EXERCISE TASK 1: Write out the lines in the records exactly as they appear, everything from the line containing "Place a point on every instance of the black trousers, shaped" down to the line containing "pixel 30 310", including both of those lines.

====== EXCERPT TO READ

# Can the DTG Viper print on Lycra or Spandex



## tvb_10 (May 27, 2010)

Can the DTG Viper print on Lycra or Spandex?


----------



## DAGuide (Oct 2, 2006)

It is not really an issue for the printer as it can print on anything flat. The issue comes up as to whether the ink will go on to the garment without bleeding and remain in it after being washed (if whatever you are printing on will be washed). Traditionally, dtg inks are made to adhere to natural fabrics. With the use of a specialty type of pretreat fluid, there have been success stories of printing on to synthetic fabrics. I do know someone that was able to print on a polyester / spandex blend where the spandex was around 35% of the fabric content and held up through the wash test. I have been told that spandex is an open cell type synthetic molecule that allows the dtg inks a chance to cure to them with the help of the pretreat fluid. However, other synthetic fabrics like nylon are a closed cell molecule and don't do as well. No clue how lycra will work. 

It is important to note that the tests above are done just with CMYK inks - not white inks. So that needs to be taken into account well. Ultimately, it has nothing to do with the printer and everything to do with the inks being used.

Hope this answers your question as best as possible. Testing would be required.

Best wishes,

Mark


----------

============
====== RECORDS TO PROCESS

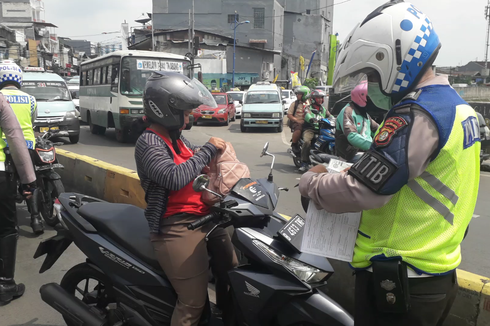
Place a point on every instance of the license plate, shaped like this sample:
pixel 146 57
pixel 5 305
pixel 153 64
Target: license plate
pixel 45 129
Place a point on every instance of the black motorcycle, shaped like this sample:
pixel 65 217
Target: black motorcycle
pixel 122 283
pixel 49 182
pixel 49 185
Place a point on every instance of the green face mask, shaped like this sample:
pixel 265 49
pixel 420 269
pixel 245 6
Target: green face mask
pixel 379 99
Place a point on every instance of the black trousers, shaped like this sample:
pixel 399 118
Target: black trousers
pixel 8 211
pixel 431 299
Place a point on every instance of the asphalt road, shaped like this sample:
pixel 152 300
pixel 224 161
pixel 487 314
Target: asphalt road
pixel 30 310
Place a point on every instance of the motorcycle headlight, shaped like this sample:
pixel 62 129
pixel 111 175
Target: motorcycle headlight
pixel 302 271
pixel 57 209
pixel 46 156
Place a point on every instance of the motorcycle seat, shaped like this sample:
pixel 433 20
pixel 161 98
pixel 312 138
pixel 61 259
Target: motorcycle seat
pixel 124 224
pixel 325 157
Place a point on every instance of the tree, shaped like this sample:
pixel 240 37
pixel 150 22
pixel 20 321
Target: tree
pixel 311 83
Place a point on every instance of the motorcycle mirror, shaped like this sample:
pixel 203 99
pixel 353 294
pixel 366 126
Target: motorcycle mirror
pixel 264 151
pixel 200 183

============

EXERCISE TASK 2:
Answer these questions from the forum thread about printing on Lycra or Spandex:
(a) Roughly what share of the polyester/spandex blend was spandex?
(b) What kind of molecule is nylon described as?
(c) Which inks were the tests done with?

CORRECT RESPONSE 1:
Place a point on every instance of the black trousers, shaped like this sample:
pixel 399 118
Target: black trousers
pixel 8 211
pixel 431 299
Place a point on every instance of the asphalt road, shaped like this sample:
pixel 152 300
pixel 224 161
pixel 487 314
Target: asphalt road
pixel 30 310

CORRECT RESPONSE 2:
(a) Around 35% of the fabric content.
(b) A closed cell molecule.
(c) Only CMYK inks, not white inks.